### Given text:
From mboxrd@z Thu Jan  1 00:00:00 1970
From: Tejun Heo <tj-DgEjT+Ai2ygdnm+yROfE0A@public.gmane.org>
Subject: Re: [PATCH 7/8] cgroup: mount cgroupns-root when inside non-init
 cgroupns
Date: Tue, 24 Nov 2015 12:16:10 -0500
Message-ID: <20151124171610.GS17033@mtj.duckdns.org>
References: <1447703505-29672-1-git-send-email-serge@hallyn.com>
 <1447703505-29672-8-git-send-email-serge@hallyn.com>
Mime-Version: 1.0
Content-Type: text/plain; charset=us-ascii
Return-path: <cgroups-owner-u79uwXL29TY76Z2rM5mHXA@public.gmane.org>
Content-Disposition: inline
In-Reply-To: <1447703505-29672-8-git-send-email-serge-A9i7LUbDfNHQT0dZR+AlfA@public.gmane.org>
Sender: cgroups-owner-u79uwXL29TY76Z2rM5mHXA@public.gmane.org
To: serge-A9i7LUbDfNHQT0dZR+AlfA@public.gmane.org
Cc: linux-kernel-u79uwXL29TY76Z2rM5mHXA@public.gmane.org, adityakali-hpIqsD4AKlfQT0dZR+AlfA@public.gmane.org, linux-api-u79uwXL29TY76Z2rM5mHXA@public.gmane.org, containers-cunTk1MwBs9QetFLy7KEm3xJsTq8ys+cHZ5vskTnxNA@public.gmane.org, cgroups-u79uwXL29TY76Z2rM5mHXA@public.gmane.org, lxc-devel-cunTk1MwBs9qMoObBWhMNEqPaTDuhLve2LY78lusg7I@public.gmane.org, akpm-de/tnXTf+JLsfHDXvbKv3WD2FQJk+8+b@public.gmane.org, ebiederm-aS9lmoZGLiVWk0Htik3J/w@public.gmane.org
List-Id: linux-api@vger.kernel.org

Hello,

On Mon, Nov 16, 2015 at 01:51:44PM -0600, serge-A9i7LUbDfNHQT0dZR+AlfA@public.gmane.org wrote:
> +struct dentry *kernfs_obtain_root(struct super_block *sb,
> +				  struct kernfs_node *kn)
> +{
> +	struct dentry *dentry;
> +	struct inode *inode;
> +
> +	BUG_ON(sb->s_op != &kernfs_sops);
> +
> +	/* inode for the given kernfs_node should already exist. */
> +	inode = ilookup(sb, kn->ino);
> +	if (!inode) {
> +		pr_debug("kernfs: could not get inode for '");
> +		pr_cont_kernfs_path(kn);
> +		pr_cont("'.\n");
> +		return ERR_PTR(-EINVAL);
> +	}

Hmmm... but inode might not have been instantiated yet.  Why not use
kernfs_get_inode()?

> +	/* instantiate and link root dentry */
> +	dentry = d_obtain_root(inode);
> +	if (!dentry) {
> +		pr_debug("kernfs: could not get dentry for '");
> +		pr_cont_kernfs_path(kn);
> +		pr_cont("'.\n");
> +		return ERR_PTR(-ENOMEM);
> +	}
> +
> +	/* If this is a new dentry, set it up. We need kernfs_mutex because this
> +	 * may be called by callers other than kernfs_fill_super. */

Formatting.

### Given entries:
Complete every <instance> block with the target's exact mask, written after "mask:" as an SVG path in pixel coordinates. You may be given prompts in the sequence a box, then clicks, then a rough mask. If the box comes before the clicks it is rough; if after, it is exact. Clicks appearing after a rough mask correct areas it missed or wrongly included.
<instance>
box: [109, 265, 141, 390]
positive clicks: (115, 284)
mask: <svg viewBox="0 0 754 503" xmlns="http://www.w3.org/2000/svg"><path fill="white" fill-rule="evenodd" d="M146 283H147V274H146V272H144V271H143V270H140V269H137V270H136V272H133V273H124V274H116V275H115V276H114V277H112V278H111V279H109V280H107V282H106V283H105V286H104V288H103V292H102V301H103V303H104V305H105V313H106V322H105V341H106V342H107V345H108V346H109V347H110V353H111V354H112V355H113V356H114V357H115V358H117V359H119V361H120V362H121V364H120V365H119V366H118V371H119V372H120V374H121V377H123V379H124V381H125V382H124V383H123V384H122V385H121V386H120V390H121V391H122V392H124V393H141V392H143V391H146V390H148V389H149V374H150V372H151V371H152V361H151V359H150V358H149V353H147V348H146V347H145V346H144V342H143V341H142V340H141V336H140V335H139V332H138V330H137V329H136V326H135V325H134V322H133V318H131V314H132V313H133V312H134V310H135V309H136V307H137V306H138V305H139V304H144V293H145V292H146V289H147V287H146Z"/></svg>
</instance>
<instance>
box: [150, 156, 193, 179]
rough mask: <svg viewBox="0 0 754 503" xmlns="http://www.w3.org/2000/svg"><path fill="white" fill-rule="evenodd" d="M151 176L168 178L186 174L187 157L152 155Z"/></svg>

### Exercise requirements:
a - Answer these questions about the cgroup patch reply:
(i) Who sent the reply?
(ii) Which function does the reviewer suggest using instead of ilookup()?
(iii) What does the quoted code return if d_obtain_root() gives no dentry?
b - Reproduce the stretch of the cgroup patch reply from "On Mon, Nov" through "struct kernfs_node *kn)".
The material has no connection to the email.

### Replies:
a -
(i) Tejun Heo
(ii) kernfs_get_inode()
(iii) ERR_PTR(-ENOMEM)

b -
On Mon, Nov 16, 2015 at 01:51:44PM -0600, serge-A9i7LUbDfNHQT0dZR+AlfA@public.gmane.org wrote:
> +struct dentry *kernfs_obtain_root(struct super_block *sb,
> +				  struct kernfs_node *kn)